▸ Objective: What is needed is an exact copy of the entries below, from the line that contains "Target: gray-haired woman in background" through the final line, both included, and nothing else.

##### Record set #####

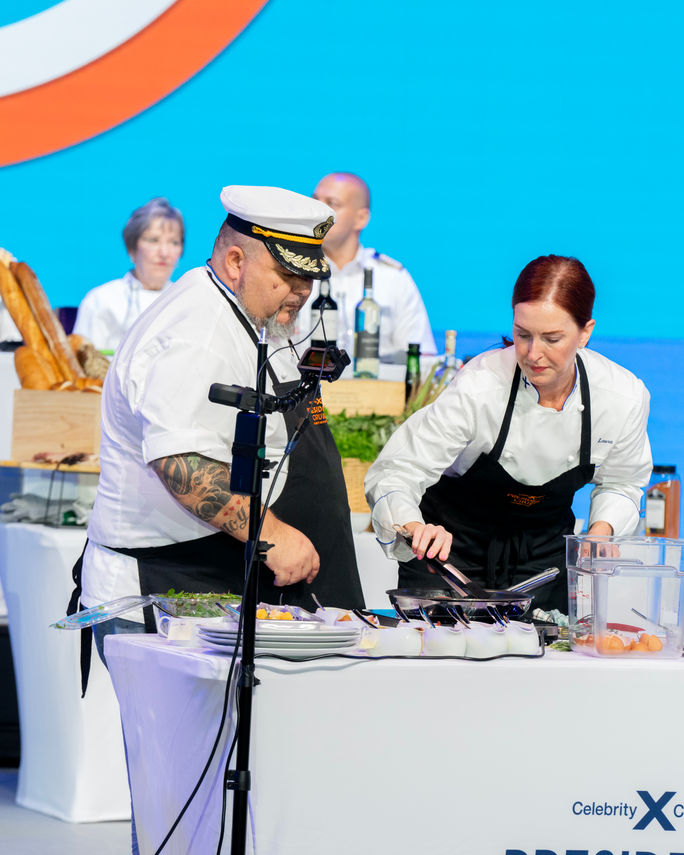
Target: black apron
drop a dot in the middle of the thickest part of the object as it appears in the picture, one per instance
(504, 531)
(313, 500)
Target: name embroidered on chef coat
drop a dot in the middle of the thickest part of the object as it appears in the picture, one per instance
(522, 500)
(316, 411)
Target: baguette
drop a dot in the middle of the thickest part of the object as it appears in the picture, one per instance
(48, 322)
(93, 363)
(20, 312)
(33, 370)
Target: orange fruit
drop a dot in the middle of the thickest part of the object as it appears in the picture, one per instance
(610, 644)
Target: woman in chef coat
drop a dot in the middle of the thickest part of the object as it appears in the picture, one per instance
(154, 236)
(490, 469)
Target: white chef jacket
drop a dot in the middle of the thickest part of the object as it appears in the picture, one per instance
(403, 318)
(464, 422)
(108, 311)
(8, 330)
(155, 404)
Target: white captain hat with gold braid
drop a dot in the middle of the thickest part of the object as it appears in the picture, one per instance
(291, 225)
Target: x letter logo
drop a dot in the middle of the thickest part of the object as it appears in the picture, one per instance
(655, 811)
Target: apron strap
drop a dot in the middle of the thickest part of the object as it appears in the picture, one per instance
(585, 441)
(86, 635)
(245, 323)
(495, 453)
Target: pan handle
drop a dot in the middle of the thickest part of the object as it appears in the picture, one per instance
(534, 581)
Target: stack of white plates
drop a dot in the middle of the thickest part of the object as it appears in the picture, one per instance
(293, 639)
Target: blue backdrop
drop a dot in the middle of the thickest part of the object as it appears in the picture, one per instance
(489, 133)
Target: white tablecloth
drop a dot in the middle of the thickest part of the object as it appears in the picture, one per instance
(72, 759)
(8, 383)
(509, 757)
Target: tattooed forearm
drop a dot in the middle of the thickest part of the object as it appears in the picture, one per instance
(202, 486)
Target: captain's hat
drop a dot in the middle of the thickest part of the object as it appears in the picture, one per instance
(291, 225)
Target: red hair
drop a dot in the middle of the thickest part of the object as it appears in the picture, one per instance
(561, 279)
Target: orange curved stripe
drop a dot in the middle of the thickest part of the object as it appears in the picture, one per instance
(123, 82)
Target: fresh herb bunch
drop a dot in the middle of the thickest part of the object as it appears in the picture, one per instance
(364, 437)
(361, 436)
(199, 605)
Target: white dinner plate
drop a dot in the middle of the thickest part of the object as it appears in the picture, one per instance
(288, 637)
(273, 642)
(300, 652)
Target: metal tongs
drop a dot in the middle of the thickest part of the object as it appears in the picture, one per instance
(456, 579)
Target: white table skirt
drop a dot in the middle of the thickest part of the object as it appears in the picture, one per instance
(72, 760)
(8, 383)
(510, 757)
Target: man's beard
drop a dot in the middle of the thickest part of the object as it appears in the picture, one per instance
(273, 328)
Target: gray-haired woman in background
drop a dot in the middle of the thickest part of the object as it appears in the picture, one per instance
(154, 237)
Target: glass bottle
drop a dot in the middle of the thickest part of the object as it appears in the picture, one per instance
(449, 365)
(412, 371)
(662, 502)
(367, 331)
(324, 309)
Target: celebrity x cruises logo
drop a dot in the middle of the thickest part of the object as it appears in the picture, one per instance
(81, 67)
(659, 810)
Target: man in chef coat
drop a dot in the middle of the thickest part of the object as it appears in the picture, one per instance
(164, 515)
(403, 318)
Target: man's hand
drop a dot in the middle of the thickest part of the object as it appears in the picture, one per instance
(430, 539)
(292, 556)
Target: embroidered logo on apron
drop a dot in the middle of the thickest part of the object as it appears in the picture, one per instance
(316, 411)
(522, 500)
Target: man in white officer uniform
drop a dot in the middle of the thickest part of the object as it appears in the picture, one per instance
(403, 318)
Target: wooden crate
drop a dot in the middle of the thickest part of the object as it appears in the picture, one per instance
(354, 471)
(363, 397)
(56, 422)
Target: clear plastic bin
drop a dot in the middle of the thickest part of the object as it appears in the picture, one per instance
(626, 596)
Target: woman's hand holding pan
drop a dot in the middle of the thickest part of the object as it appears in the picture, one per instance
(433, 540)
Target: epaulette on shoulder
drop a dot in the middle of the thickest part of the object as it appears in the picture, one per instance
(390, 262)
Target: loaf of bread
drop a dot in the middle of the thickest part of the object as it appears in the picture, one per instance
(33, 370)
(20, 312)
(93, 363)
(48, 322)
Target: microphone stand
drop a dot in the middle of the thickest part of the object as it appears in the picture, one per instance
(238, 780)
(246, 474)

#####

▸ Answer to the exercise:
Target: gray-haired woman in background
drop a dot in the middle of the thickest part of the object as it appears in the picture, one per instance
(154, 237)
Target: glass bottle
drop a dot in the middle of the thickest part of the object as it appears in the picture, one per instance
(449, 365)
(412, 371)
(662, 502)
(367, 331)
(324, 309)
Target: celebrity x cruises logo
drop a dot in the middle of the thickest part of the object as it appears in the picture, one per instance
(81, 67)
(659, 810)
Target: man in chef coat
drop a dot in the middle of the thickest part of the object as it appears in the picture, one per instance
(164, 515)
(403, 318)
Target: man's hand
drop a dot in the middle of the thickest part of the object as it appears in the picture, one per instance
(430, 539)
(292, 556)
Target: embroidered logo on apron
drop a dot in the middle of the thickest part of the object as it appears in the picture, one per instance
(316, 411)
(522, 500)
Target: man in white officer uniform
drop a dot in the middle of the thickest part of the object as it appears in the picture, one per instance
(403, 318)
Target: wooden crate
drop a dot in the middle of the thickest part of the object as it appears in the picture, one per instance
(354, 471)
(363, 397)
(56, 422)
Target: clear plastic bin
drop a dot in the middle of the thickest part of the object as it appears in the picture, one per instance
(626, 596)
Target: woman's hand holding pan
drop a dot in the middle of the thickest part of the object as it appears in the picture, one per instance
(433, 540)
Target: epaulette on shoulder
drop a dot in the middle of the thickest part of the object as it appears in the picture, one per instance
(390, 262)
Target: loaf of bread
drop a dot in the middle of the thickest part of the object as it appears in the picture, one per instance
(33, 370)
(20, 312)
(93, 363)
(48, 322)
Target: microphone stand
drop a dot in the middle of the thickest part of the object as it appears in the picture, one per instance
(238, 780)
(246, 474)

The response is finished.